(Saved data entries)
────────────────────
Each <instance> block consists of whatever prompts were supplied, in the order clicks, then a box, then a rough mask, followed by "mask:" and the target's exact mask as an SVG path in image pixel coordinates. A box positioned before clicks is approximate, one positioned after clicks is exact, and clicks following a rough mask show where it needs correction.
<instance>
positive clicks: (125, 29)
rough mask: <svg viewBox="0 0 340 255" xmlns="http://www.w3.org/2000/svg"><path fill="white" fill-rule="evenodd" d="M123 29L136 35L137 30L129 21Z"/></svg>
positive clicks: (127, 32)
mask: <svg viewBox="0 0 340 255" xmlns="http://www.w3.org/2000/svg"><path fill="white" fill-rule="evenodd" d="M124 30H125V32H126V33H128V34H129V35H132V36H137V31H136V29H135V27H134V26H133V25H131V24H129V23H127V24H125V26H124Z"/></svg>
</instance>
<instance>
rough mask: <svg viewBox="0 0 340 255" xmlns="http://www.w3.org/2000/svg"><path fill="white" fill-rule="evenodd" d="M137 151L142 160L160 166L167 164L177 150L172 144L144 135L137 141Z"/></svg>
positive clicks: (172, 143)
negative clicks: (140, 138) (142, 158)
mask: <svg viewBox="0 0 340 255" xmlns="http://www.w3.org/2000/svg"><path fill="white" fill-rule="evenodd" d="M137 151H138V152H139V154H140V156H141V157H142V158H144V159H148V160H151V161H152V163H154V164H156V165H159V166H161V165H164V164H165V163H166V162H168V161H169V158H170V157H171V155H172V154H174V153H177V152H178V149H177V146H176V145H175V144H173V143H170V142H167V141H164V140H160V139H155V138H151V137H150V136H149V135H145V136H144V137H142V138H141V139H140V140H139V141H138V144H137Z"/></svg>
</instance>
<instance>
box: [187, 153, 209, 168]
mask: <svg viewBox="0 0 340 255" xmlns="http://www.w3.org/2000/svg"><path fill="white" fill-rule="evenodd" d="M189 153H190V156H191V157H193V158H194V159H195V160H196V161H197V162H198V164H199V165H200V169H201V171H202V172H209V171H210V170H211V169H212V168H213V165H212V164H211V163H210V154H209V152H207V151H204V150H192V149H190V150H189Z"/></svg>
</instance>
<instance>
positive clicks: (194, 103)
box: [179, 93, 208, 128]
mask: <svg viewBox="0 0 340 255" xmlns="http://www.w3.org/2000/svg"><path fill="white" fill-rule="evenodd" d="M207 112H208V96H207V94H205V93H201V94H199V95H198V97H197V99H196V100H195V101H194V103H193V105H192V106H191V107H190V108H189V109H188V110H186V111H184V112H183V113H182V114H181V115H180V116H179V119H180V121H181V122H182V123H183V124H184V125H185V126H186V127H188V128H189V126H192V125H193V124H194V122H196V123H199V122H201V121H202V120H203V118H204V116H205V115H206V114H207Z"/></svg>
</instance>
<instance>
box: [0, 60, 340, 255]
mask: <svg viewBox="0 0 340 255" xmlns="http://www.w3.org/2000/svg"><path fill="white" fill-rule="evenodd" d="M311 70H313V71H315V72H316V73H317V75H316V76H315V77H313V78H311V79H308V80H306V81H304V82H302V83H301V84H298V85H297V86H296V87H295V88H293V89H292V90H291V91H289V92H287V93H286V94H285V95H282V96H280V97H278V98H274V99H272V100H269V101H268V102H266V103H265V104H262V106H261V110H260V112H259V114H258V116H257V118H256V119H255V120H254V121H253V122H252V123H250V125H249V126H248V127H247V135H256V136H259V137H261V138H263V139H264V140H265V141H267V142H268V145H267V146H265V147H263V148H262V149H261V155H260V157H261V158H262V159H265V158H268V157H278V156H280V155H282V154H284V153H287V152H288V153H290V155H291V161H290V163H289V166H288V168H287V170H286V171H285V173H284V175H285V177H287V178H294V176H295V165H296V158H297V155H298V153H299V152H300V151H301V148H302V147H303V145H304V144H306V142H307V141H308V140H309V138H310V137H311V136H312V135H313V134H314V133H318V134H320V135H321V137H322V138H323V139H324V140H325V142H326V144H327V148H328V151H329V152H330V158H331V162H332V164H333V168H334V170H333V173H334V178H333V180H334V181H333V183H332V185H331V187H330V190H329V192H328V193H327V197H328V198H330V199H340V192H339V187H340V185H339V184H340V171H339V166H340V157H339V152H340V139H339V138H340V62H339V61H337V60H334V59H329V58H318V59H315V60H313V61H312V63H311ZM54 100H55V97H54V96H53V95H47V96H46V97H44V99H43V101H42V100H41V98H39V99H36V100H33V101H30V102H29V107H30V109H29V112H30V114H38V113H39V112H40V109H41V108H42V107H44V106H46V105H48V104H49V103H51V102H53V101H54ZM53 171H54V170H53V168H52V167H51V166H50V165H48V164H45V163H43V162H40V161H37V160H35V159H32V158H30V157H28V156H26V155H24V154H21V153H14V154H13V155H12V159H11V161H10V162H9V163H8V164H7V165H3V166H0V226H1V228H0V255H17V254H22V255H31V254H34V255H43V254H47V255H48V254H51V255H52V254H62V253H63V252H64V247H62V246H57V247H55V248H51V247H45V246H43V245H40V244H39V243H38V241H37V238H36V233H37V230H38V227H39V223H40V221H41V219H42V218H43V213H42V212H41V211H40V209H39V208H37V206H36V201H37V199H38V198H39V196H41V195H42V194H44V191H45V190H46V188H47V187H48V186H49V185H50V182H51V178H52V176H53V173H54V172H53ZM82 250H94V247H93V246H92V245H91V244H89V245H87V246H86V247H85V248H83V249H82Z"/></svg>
────────────────────
- _ACTION ITEM_: Search the data for the string "rough". List each line that has it.

- _ANSWER BELOW_:
Each <instance> block consists of whatever prompts were supplied, in the order clicks, then a box, then a rough mask, followed by "mask:" and the target's exact mask as an SVG path in image pixel coordinates. A box positioned before clicks is approximate, one positioned after clicks is exact, and clicks following a rough mask show where it needs correction.
rough mask: <svg viewBox="0 0 340 255" xmlns="http://www.w3.org/2000/svg"><path fill="white" fill-rule="evenodd" d="M123 29L136 35L137 30L129 21Z"/></svg>
rough mask: <svg viewBox="0 0 340 255" xmlns="http://www.w3.org/2000/svg"><path fill="white" fill-rule="evenodd" d="M137 151L142 160L160 166L167 164L177 150L172 144L144 135L137 141Z"/></svg>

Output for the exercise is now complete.